• [The task] Rewrite every one of the entries below, swapping each "marker" for "dot" and leaving everything else untouched.

• [Recorded information]
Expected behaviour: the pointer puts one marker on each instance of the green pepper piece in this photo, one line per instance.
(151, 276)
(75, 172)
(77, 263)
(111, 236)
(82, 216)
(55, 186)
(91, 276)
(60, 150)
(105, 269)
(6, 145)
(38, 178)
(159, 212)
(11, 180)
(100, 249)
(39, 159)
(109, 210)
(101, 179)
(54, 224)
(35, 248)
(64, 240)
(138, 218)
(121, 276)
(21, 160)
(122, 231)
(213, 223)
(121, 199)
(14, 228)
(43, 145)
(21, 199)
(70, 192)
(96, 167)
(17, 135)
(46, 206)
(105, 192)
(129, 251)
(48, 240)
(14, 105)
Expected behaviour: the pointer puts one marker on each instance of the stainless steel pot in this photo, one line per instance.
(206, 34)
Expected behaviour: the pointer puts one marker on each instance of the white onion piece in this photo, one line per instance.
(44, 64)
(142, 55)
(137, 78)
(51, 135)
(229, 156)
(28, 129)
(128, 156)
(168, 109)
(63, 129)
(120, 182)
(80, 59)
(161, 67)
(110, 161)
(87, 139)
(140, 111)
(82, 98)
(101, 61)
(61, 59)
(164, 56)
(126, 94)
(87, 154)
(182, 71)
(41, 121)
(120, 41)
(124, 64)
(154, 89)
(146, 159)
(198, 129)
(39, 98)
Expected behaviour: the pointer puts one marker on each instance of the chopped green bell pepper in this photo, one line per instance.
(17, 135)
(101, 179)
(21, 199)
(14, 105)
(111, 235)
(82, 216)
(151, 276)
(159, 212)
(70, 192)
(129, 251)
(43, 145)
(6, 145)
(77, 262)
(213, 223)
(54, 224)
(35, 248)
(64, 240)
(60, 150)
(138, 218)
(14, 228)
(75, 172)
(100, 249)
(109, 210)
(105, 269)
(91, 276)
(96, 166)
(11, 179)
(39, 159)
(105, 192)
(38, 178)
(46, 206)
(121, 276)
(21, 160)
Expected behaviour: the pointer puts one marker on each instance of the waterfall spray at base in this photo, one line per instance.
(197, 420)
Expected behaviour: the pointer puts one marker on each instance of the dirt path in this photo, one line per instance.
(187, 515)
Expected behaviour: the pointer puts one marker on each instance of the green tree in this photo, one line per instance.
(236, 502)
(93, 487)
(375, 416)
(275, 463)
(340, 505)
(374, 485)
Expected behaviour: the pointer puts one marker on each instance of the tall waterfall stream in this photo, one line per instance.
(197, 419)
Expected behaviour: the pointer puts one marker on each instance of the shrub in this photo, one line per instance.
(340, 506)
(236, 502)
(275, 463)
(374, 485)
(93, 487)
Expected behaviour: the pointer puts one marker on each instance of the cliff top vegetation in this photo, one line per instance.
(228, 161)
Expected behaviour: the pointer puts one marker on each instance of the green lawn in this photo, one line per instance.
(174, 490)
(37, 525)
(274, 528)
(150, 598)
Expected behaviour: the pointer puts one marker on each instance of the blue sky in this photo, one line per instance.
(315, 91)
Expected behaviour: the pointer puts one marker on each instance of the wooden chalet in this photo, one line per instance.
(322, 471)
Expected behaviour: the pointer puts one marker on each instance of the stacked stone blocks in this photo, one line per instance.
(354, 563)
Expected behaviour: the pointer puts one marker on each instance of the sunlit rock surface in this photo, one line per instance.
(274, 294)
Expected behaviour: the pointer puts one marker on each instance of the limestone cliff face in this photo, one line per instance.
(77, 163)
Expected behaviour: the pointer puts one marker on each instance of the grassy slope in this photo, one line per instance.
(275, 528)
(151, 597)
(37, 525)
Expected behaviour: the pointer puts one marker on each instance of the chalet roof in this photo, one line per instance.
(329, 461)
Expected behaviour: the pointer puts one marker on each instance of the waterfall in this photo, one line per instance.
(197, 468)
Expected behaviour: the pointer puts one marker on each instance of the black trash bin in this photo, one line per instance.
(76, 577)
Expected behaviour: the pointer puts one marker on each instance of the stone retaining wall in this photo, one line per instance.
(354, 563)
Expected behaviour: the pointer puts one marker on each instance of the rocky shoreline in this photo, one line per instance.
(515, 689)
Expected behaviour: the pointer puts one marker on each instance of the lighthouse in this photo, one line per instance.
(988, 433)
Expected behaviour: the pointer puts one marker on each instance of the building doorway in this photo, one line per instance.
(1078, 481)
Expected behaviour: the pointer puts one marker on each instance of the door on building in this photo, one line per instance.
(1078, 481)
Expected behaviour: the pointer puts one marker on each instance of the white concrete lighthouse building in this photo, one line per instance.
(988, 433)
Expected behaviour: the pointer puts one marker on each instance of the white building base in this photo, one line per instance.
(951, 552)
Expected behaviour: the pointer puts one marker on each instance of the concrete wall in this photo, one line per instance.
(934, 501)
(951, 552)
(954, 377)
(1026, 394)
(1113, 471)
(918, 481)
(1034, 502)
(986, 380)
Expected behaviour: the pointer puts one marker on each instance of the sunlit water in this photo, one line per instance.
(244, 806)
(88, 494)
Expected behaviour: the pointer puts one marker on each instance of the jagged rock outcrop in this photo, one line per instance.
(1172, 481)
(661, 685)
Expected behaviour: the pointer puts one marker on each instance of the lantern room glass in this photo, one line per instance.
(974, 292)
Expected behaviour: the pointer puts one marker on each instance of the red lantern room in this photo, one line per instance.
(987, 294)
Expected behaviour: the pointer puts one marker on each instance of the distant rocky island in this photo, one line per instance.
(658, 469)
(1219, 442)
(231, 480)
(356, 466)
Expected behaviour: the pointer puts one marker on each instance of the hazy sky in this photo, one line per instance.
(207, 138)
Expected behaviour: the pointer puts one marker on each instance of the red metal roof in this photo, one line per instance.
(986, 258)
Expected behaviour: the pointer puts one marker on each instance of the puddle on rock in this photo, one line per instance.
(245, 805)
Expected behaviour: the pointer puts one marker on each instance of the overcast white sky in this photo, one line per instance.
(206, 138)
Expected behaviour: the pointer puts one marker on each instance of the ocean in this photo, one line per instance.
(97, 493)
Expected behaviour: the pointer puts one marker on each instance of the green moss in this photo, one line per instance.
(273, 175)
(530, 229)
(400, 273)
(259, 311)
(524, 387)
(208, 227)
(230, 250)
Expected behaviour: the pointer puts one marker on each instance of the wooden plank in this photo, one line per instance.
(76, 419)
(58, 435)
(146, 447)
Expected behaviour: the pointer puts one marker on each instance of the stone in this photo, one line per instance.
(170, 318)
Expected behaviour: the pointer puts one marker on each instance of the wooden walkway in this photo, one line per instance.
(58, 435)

• [Solved exercise]
Expected behaviour: the pointer puts one dot on each instance of the green pepper piece in this photo, one line per instance.
(151, 276)
(75, 172)
(77, 263)
(111, 236)
(82, 216)
(55, 186)
(91, 276)
(60, 150)
(105, 269)
(6, 145)
(38, 178)
(159, 212)
(11, 180)
(100, 249)
(39, 159)
(109, 210)
(101, 179)
(54, 224)
(35, 248)
(64, 240)
(138, 218)
(121, 276)
(21, 160)
(122, 231)
(213, 223)
(121, 199)
(14, 228)
(43, 145)
(21, 199)
(70, 192)
(96, 167)
(17, 135)
(46, 206)
(105, 192)
(129, 251)
(48, 240)
(14, 105)
Expected behaviour: the pointer puts one dot on each instance of the stainless steel pot in this photo, one line per instance.
(206, 34)
Expected behaviour: the pointer puts one dot on each instance of the white onion piece in this photo, one line per instance.
(44, 64)
(142, 55)
(137, 78)
(51, 135)
(229, 156)
(28, 129)
(128, 156)
(168, 109)
(63, 129)
(120, 182)
(80, 59)
(161, 67)
(110, 161)
(87, 139)
(140, 111)
(82, 98)
(101, 61)
(61, 59)
(164, 56)
(126, 94)
(87, 154)
(182, 71)
(41, 121)
(120, 41)
(124, 64)
(154, 89)
(146, 159)
(198, 129)
(39, 98)
Expected behaviour: the pointer puts one dot on each instance of the chopped green bell pepper in this photo, one line per instance.
(17, 135)
(101, 179)
(21, 199)
(14, 105)
(111, 235)
(82, 216)
(151, 276)
(159, 212)
(70, 192)
(129, 251)
(43, 145)
(6, 145)
(77, 262)
(213, 223)
(54, 224)
(35, 248)
(64, 240)
(60, 150)
(138, 218)
(14, 228)
(75, 172)
(100, 249)
(109, 210)
(105, 269)
(91, 276)
(96, 166)
(11, 179)
(39, 159)
(105, 192)
(38, 178)
(46, 206)
(121, 276)
(21, 160)
Expected behaviour: the pointer puts one dot on each instance of the waterfall spray at base in this photo, one line per instance.
(197, 420)
Expected behaviour: the pointer puts one dot on each instance of the dirt path in this photo, one line per instance.
(187, 515)
Expected behaviour: the pointer puts one dot on each instance of the green tree in this photo, one line per instance.
(236, 502)
(93, 487)
(375, 416)
(275, 463)
(340, 505)
(374, 485)
Expected behaviour: the pointer puts one dot on each instance of the tall waterfall stream in this photo, one line per instance.
(197, 419)
Expected behaviour: the pointer puts one dot on each instance of the shrub in this photo, one line per instance.
(340, 506)
(236, 502)
(275, 463)
(374, 485)
(93, 487)
Expected behaviour: the pointer puts one dot on each instance of the cliff top vegetation in this photo, one line per instance.
(228, 161)
Expected behaviour: the pointer puts one dot on each instance of the green lawn in this photo, one line per instance.
(174, 490)
(37, 525)
(274, 528)
(150, 598)
Expected behaviour: the pointer puts one dot on each instance of the blue sky in this photo, one line per instance.
(315, 91)
Expected behaviour: the pointer puts one dot on each instance of the wooden chalet in this photo, one line per instance.
(322, 471)
Expected behaviour: the pointer puts one dot on each instance of the stacked stone blocks in this photo, one line per instance.
(354, 563)
Expected behaviour: the pointer puts one dot on each instance of the sunlit rock surface in this photo, one line per instance.
(274, 294)
Expected behaviour: the pointer puts one dot on each instance of the limestone cliff face in this photo, one line per instance.
(77, 163)
Expected behaviour: the pointer puts one dot on each instance of the grassy slope in this photo, one line per instance.
(275, 528)
(151, 597)
(37, 525)
Expected behaviour: the pointer puts one dot on each instance of the chalet roof in this photo, one line per instance.
(329, 461)
Expected behaviour: the pointer puts one dot on each instance of the waterfall in this photo, one line per instance.
(197, 468)
Expected behaviour: the pointer puts one dot on each instance of the black trash bin in this photo, one line per instance.
(76, 577)
Expected behaviour: the pointer puts one dot on each instance of the stone retaining wall in this photo, one line per instance.
(354, 563)
Expected behaviour: the pointer puts one dot on each instance of the rocky shoreline in this photo, one line per instance.
(515, 689)
Expected behaviour: the pointer puts one dot on each instance of the lighthouse in this photo, one line per instance.
(988, 433)
Expected behaviour: the pointer puts one dot on each instance of the building doorway in this photo, one line per instance.
(1078, 481)
Expected behaviour: the pointer puts one dot on each instance of the door on building in this photo, one line per instance.
(1078, 481)
Expected behaviour: the pointer puts one dot on each instance of the white concrete lighthouse building in this photo, one line per instance.
(988, 433)
Expected behaviour: the pointer puts one dot on each instance of the white building base in this photo, one line per instance.
(951, 552)
Expected behaviour: the pointer puts one dot on each instance of the concrete wall in this photo, one line per instance.
(934, 501)
(951, 552)
(954, 377)
(1026, 394)
(1113, 471)
(918, 481)
(1034, 502)
(986, 380)
Expected behaviour: the pointer puts one dot on each instance of the sunlit water in this photo, one line per instance.
(244, 806)
(88, 494)
Expected behaviour: the pointer puts one dot on each instance of the jagged rock outcrop in this photo, one line per instance.
(1172, 481)
(661, 685)
Expected behaviour: the pointer puts one dot on each instance of the lantern room glass in this photo, one line per instance.
(974, 292)
Expected behaviour: the pointer puts one dot on each instance of the red lantern room in this photo, one line per instance.
(987, 294)
Expected behaviour: the pointer puts one dot on each instance of the distant rocky island in this photo, one line per instance.
(658, 469)
(1219, 442)
(231, 480)
(356, 466)
Expected behaviour: the pointer puts one dot on each instance of the hazy sky in this photo, one line per instance.
(207, 138)
Expected behaviour: the pointer puts one dot on each instance of the red metal roof in this photo, one line per instance.
(986, 258)
Expected behaviour: the pointer puts one dot on each instance of the puddle on rock in this photo, one line per instance.
(245, 805)
Expected behaviour: the pointer puts one dot on each instance of the overcast white sky in this photo, one line per instance.
(206, 138)
Expected behaviour: the pointer puts one dot on each instance of the ocean in this photo, one line per instance.
(97, 493)
Expected behaviour: the pointer puts one dot on each instance of the green moss in this photo, one line per instance.
(273, 175)
(530, 229)
(400, 273)
(259, 311)
(524, 387)
(208, 227)
(230, 250)
Expected behaviour: the pointer puts one dot on each instance of the wooden plank in this photo, one line per instance.
(76, 419)
(58, 435)
(146, 447)
Expected behaviour: the pointer puts one dot on each instance of the stone in this photo, one line per instance.
(170, 318)
Expected behaviour: the pointer puts one dot on each instance of the wooden walkway in this photo, one line per instance.
(58, 435)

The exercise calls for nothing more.